● やること:
以下の行をすべて、一字も変えずにそのまま書き写してください。

========

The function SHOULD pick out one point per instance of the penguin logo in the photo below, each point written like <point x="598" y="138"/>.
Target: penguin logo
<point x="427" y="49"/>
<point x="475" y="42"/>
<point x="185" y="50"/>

========

● 答え:
The function SHOULD pick out one point per instance of the penguin logo in the photo below, each point written like <point x="598" y="138"/>.
Target: penguin logo
<point x="427" y="49"/>
<point x="475" y="42"/>
<point x="185" y="50"/>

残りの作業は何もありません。